[Excerpts of bounding box data]
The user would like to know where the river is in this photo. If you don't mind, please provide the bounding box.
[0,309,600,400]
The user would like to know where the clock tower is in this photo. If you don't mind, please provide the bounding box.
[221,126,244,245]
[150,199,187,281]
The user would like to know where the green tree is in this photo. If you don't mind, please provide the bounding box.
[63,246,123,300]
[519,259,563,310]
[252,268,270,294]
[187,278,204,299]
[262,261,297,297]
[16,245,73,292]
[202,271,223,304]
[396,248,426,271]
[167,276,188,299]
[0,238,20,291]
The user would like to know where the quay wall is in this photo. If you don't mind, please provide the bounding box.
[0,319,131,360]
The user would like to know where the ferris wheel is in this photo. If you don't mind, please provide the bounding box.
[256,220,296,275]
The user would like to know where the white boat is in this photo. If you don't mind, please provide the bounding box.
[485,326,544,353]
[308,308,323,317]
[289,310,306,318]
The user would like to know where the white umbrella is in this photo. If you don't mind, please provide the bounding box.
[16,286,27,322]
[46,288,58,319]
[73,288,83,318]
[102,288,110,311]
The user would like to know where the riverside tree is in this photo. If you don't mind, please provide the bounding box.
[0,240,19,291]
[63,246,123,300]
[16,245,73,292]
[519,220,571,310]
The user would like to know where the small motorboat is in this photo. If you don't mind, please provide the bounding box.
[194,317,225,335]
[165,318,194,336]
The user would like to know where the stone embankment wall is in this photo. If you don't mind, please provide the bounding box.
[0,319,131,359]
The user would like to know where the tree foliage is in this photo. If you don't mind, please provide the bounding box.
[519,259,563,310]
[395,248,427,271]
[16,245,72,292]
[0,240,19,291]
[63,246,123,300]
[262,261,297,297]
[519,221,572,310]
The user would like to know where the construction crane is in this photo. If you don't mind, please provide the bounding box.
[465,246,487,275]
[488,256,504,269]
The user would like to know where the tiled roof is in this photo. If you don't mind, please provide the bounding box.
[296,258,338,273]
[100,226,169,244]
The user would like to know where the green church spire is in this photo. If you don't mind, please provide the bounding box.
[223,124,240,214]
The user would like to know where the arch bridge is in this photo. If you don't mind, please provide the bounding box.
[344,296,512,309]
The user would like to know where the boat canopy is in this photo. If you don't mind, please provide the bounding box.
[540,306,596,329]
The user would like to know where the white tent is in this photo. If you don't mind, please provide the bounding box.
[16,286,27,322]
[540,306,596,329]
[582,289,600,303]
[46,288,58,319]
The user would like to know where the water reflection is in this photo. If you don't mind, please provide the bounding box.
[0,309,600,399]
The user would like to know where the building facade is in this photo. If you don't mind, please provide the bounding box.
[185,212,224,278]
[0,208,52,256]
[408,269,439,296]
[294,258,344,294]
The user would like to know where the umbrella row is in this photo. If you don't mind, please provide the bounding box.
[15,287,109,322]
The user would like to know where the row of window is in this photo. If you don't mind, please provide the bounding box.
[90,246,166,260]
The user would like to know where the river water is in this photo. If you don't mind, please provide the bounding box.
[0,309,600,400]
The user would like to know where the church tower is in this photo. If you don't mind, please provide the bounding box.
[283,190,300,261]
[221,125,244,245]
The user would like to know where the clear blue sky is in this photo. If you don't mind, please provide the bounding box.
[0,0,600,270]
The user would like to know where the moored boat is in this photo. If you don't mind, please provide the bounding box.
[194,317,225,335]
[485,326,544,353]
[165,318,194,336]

GIVEN INSTRUCTION -
Copy all of the material above word for word, with nothing changed.

SOLUTION TO THE PROBLEM -
The user would like to know where the river is in this photo. If you don't mind, please provide the bounding box.
[0,309,600,400]
The user would like to know where the clock tower is in this photo. If you don't mind, please provide the bounding box.
[221,126,244,245]
[150,199,187,281]
The user would like to know where the green tree is in this photo. If you don't mind, please provide the bounding box.
[63,246,123,300]
[519,259,563,310]
[252,268,270,294]
[187,278,204,299]
[262,261,297,297]
[16,245,73,292]
[202,271,223,304]
[396,248,426,271]
[167,276,188,299]
[0,238,20,291]
The user would like to know where the quay wall is in this photo. If you don't mind, please provide the bounding box.
[0,319,131,360]
The user would like to know where the ferris wheel is in this photo. If you don't mind, please provide the bounding box.
[256,220,296,275]
The user would like to know where the white boat is in this photo. If you don't mind, please provide the bounding box.
[485,326,544,353]
[308,308,323,317]
[289,310,306,318]
The user would like to know where the white umbrella is in this photo. If you don't mind, please provide the bounding box.
[16,286,27,322]
[46,288,58,319]
[73,288,83,318]
[102,288,110,311]
The user would like to know where the riverside tree is in this photo. If you don't mind, please provide the bounding box.
[0,240,19,291]
[63,246,123,300]
[16,245,73,292]
[519,220,571,310]
The user would like to know where the small motorboat is in this photo. If you don't mind, please provide the bounding box.
[194,317,225,335]
[165,318,194,336]
The user would like to know where the stone embankment wall is in this photo. If you don't mind, please provide the bounding box.
[0,319,131,359]
The user would like to know where the tree foliage is in this photo. If you don't mind, please provide the bounding box.
[519,259,563,310]
[395,248,427,271]
[16,245,72,292]
[0,240,19,291]
[63,246,123,300]
[262,261,297,297]
[519,221,572,310]
The user would like to know where the construction crane is in this photo. If you don't mind, please provide the bounding box.
[465,246,487,275]
[488,256,504,269]
The user would like to know where the tiled roof is in this photo. If you don't mind, please provide the bounding box.
[296,258,338,273]
[100,226,169,244]
The user would like to know where the green church spire is in this photo. If you don't mind, please provide the bounding box.
[223,124,240,214]
The user would like to know where the arch bridge is in this photo. If you don't mind, please provide the bounding box.
[344,296,512,309]
The user would like to know where the boat canopy is in this photo. If you don't mind, please provide the bounding box.
[540,306,596,329]
The user would like to know where the white tent is in this photo. If you don't mind, please provide the bounding box.
[16,286,27,322]
[540,306,596,329]
[582,289,600,303]
[46,288,58,319]
The user would like to know where the water reflection is in this photo. If you don't mind, please provide the bounding box.
[0,309,600,399]
The user would like to know where the building facade is in this photo. If you don't mind, please provide the bounding box.
[185,212,224,278]
[0,208,52,256]
[408,269,439,296]
[294,258,344,294]
The user would like to know where the umbrella row is in this photo. If you don't mind, please provide the bounding box.
[15,287,109,322]
The user would like to know where the row of window is in this photo. If you don't mind, please provide the bounding box.
[90,246,166,260]
The user would like to know where the river water is in this photo. If you don't mind, please provide the bounding box.
[0,309,600,400]
The user would like to know where the church tower is in this photo. If you don't mind, please provide the bounding box.
[283,190,300,261]
[221,125,244,245]
The user would like to know where the clear blue sky is in this photo. If you don't mind, please provide the bounding box.
[0,0,600,270]
The user would like to know where the moored boat is in this photo. If you don't mind, please provide the bounding box.
[194,317,225,335]
[485,326,544,353]
[165,318,194,336]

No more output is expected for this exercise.